• [PAGE]
---------------

THE Bangko Sentral ng Pilipinas (BSP) said it will begin work this month compiling a credit risk database (CRD) that will help banks more easily evaluate the creditworthiness of small businesses and wean lenders away from requiring excessive collateral cover.
The project is backed by the Japan International Cooperation Agency and will run until 2023, BSP Governor Benjamin E. Diokno said.
“Actual data collection will start in the third week of November. Orientation about the data collection process is being conducted for the officers of the 18 participating banks,” Mr. Diokno said in a briefing Thursday. Building the CRD framework will run from 2021 to 2022.
Banks have been reluctant to lend to some small-, and medium-sized enterprises (SMEs) due to the dearth of credit data for the sector.
“CRD addresses two key issues on SME financing. First is SMEs’ reluctance to seek bank loans due to lack of credit history or collateral. Second is the banks’ perception that SMEs, in general, are high risk,” Mr. Diokno said.
The BSP hopes to provide banks with tools to assess small firms’ capacity to pay back loans and reduce their dependence on collateral for credit decisions.
“Since it will cover certainly more data points and more SME data than what a single bank can come up with, the CRD model can be more stable and accurate in coming up with in terms of predictive analysis,” said Ellen Joyce L. Suficiencia, director of the BSP’s Center for Learning and Inclusion Advocacy.

---------------

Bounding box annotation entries
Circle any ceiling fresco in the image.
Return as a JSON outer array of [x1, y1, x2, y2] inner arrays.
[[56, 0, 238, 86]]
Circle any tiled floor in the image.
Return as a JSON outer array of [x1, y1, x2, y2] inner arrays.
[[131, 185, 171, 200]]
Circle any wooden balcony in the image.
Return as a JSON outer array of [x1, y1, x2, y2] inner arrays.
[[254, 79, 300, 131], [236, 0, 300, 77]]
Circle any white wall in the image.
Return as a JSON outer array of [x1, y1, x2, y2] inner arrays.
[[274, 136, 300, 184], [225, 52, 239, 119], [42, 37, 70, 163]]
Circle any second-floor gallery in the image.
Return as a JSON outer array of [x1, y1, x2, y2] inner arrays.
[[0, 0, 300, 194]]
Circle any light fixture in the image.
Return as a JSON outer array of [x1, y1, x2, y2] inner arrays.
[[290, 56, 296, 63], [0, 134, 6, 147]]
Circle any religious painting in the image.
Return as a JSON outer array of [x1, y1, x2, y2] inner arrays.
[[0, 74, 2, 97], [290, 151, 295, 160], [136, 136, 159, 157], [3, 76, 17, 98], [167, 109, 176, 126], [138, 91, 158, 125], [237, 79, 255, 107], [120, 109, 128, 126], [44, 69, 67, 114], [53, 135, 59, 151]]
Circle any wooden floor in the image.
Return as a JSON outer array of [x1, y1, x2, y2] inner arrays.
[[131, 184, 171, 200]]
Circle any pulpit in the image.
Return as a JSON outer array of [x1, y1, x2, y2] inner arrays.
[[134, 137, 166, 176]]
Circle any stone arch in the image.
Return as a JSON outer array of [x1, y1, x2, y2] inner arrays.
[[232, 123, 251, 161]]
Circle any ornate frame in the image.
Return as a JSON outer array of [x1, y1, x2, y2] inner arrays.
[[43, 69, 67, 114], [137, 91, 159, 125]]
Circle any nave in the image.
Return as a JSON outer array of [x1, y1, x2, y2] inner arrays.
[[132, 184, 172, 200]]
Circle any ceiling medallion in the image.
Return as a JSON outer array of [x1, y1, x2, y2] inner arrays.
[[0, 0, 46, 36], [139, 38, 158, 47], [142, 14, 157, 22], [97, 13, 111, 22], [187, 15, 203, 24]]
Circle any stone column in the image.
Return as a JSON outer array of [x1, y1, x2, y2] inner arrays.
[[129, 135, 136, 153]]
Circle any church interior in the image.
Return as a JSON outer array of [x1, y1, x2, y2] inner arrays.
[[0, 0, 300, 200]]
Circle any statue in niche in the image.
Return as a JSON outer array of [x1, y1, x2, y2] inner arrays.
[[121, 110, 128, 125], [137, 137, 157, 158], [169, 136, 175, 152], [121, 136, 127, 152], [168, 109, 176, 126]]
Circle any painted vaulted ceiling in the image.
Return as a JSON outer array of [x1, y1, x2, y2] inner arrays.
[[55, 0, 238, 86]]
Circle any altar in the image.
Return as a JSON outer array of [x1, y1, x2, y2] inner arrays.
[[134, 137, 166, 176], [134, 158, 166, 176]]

---------------

• [GOALS]
**A)** Answer these questions using the article on the credit risk database:
(i) Which agency backs the project?
(ii) When will actual data collection start?
(iii) Who is the director of the BSP's Center for Learning and Inclusion Advocacy?
**B)** Decide whether each statement agrees with the article on the credit risk database, and quote the words that settle it:
(i) The project will run until 2023.
(ii) Building the CRD framework will run from 2020 to 2021.
(iii) According to Mr. Diokno, one key issue is SMEs' reluctance to seek bank loans because they lack credit history or collateral.

• [SOLUTIONS]
**A)**
(i) The Japan International Cooperation Agency
(ii) In the third week of November
(iii) Ellen Joyce L. Suficiencia

**B)**
(i) Yes: "will run until 2023"
(ii) No: "Building the CRD framework will run from 2021 to 2022."
(iii) Yes: "SMEs’ reluctance to seek bank loans due to lack of credit history or collateral"